[Start of TEXT EXTRACT]
WILLPOWER

WILLPOWER

Posted on 04. Sep, 2012 by in Marketing Fitness

When psychologists isolate the personal qualities that predict “positive outcomes” in life, they consistently find two traits: intelligence and self-control.  (Book by Napoleon Hill-THINK AND GROW RICH).  People with more confidence in their ability and their self-worth tended to be happier and more successful.  Progress generally comes not from theories but from someone finding a clever way to test a theory.  *Self-control is a vital strength and key to success in life (SW).

If you’re trying to resist temptation, you may find yourself feeling the forbidden desires more strongly just when your ability to resist them is down.  Ego depletion thus creates a double whammy:  Your willpower is diminished and your cravings feel stronger than ever.  People often conserve their willpower by seeking not the fullest or best answer but rather a predetermined conclusion.  Emotional control is uniquely difficult because you generally can’t alter your mood by an act of will.  New Year’s resolutions all compete with one another.  Each time you try to follow one, you reduce your capacity for all the others.  A better plan is to make one resolution and stick to it.

When people have more demands for self-control in their daily lives, their hunger for sweets increases.  It’s not a simple matter of wanting all food more-they seem to be specifically hungry for sweets.  Women on the whole have fewer problems with self-control than men.  EAT YOUR WAY TO WILLPOWER-Feed the beast-Sugar works in the lab, not in your diet-when you eat, go for the slow burn-when you’re sick, save your glucose for your immune system-when you’re tired, sleep.  Self-control without goals and other standards would be nothing more than aimless change, like trying to diet without any idea of which foods are fattening.
[End of TEXT EXTRACT]
REQUESTS —
A – In the willpower post, write out the passage from "Posted on 04." to "in life (SW).".
B – In the willpower post, list each piece of advice that comes after "EAT YOUR WAY TO WILLPOWER".
C – Continue the willpower post from its last sentence.
[Start of GIVEN RECORDS]
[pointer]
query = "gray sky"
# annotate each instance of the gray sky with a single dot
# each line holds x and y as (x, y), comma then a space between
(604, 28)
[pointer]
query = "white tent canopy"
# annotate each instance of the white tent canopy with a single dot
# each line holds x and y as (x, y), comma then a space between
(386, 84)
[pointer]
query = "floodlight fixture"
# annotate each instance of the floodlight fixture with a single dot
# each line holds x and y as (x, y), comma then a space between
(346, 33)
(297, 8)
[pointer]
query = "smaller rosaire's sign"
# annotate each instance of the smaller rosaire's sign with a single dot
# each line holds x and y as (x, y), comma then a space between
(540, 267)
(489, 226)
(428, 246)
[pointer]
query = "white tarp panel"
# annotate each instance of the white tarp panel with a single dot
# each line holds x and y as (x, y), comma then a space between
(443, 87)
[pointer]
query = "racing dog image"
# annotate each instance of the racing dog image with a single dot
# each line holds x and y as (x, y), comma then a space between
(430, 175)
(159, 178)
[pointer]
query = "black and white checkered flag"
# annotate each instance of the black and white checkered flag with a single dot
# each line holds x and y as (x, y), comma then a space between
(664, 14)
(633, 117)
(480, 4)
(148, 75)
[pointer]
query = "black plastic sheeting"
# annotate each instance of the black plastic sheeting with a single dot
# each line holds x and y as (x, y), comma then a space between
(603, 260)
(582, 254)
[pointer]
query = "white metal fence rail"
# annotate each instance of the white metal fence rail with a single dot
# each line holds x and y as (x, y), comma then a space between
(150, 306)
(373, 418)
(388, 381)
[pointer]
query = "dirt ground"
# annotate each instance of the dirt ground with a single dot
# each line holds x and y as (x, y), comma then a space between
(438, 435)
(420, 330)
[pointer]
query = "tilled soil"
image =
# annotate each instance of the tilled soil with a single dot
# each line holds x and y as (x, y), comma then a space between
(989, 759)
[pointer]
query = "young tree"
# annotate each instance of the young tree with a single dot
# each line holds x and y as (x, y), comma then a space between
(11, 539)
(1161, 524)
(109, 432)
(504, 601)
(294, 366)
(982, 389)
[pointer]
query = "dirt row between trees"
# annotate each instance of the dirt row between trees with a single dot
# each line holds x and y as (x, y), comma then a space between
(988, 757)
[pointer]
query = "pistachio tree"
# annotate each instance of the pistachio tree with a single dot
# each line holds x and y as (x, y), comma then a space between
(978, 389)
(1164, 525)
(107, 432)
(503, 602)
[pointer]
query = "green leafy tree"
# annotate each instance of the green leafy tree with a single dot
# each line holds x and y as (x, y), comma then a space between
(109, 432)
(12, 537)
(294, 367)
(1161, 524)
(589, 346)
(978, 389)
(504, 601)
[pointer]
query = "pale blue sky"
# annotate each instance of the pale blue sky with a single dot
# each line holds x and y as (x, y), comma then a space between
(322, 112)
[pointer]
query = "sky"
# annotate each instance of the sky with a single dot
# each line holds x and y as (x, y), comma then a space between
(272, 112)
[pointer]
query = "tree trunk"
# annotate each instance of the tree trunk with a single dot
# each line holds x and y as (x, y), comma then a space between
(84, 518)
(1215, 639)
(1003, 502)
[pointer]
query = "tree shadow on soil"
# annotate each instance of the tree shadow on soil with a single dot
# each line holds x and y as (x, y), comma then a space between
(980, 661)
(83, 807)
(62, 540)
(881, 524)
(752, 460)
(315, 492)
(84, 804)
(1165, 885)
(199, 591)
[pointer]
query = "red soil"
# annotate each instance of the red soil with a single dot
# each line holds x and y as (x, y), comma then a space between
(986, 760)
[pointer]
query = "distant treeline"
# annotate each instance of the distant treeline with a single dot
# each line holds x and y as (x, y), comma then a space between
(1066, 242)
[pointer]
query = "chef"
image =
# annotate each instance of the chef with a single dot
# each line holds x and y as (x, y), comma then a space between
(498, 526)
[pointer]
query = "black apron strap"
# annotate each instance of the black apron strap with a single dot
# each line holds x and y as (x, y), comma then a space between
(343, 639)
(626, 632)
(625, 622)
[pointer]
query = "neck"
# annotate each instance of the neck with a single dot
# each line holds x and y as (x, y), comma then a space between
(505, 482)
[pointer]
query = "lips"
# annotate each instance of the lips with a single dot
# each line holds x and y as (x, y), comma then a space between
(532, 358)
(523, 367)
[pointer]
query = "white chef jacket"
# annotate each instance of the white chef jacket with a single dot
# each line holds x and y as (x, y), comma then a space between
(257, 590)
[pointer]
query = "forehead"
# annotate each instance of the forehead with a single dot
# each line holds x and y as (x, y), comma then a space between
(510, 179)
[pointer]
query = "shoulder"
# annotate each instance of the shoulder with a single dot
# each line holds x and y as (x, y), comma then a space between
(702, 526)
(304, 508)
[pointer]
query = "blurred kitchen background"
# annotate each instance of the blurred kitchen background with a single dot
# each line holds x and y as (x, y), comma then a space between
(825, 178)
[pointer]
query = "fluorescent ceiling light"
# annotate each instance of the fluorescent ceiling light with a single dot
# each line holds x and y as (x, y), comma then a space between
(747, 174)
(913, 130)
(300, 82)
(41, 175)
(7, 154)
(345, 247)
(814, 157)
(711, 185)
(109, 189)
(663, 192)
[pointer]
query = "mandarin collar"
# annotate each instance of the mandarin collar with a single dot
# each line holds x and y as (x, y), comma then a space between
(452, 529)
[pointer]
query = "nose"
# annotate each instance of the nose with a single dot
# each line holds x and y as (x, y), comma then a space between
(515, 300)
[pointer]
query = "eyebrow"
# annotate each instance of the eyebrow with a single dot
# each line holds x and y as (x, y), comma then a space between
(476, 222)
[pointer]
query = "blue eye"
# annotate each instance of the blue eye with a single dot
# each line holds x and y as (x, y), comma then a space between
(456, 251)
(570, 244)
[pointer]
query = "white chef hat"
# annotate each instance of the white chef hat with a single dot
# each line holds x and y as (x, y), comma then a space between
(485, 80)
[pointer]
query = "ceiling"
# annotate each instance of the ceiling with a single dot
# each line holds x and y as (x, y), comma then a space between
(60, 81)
[End of GIVEN RECORDS]
THE RESULTS —
A –
Posted on 04. Sep, 2012 by in Marketing Fitness

When psychologists isolate the personal qualities that predict “positive outcomes” in life, they consistently find two traits: intelligence and self-control.  (Book by Napoleon Hill-THINK AND GROW RICH).  People with more confidence in their ability and their self-worth tended to be happier and more successful.  Progress generally comes not from theories but from someone finding a clever way to test a theory.  *Self-control is a vital strength and key to success in life (SW).

B –
- Feed the beast
- Sugar works in the lab, not in your diet
- When you eat, go for the slow burn
- When you're sick, save your glucose for your immune system
- When you're tired, sleep

C –
For most of us, though, the problem is not a lack of goals but rather too many of them.  *”Let all your things have their places; let each part of your business have its time (SW).”  Main consequences of conflicting goals:  You worry a lot-you get less done-your health suffers, physically as well as mentally.  Proximal Goals=Short Term Objectives-Distal Goals=Long Term Objectives.  Preparation is time-consuming, because it takes much longer to make thirty daily plans than a broad plan for the month without any daily details.  (Book by David Allen-Getting Things Done: The Art of Stress-Free Productivity).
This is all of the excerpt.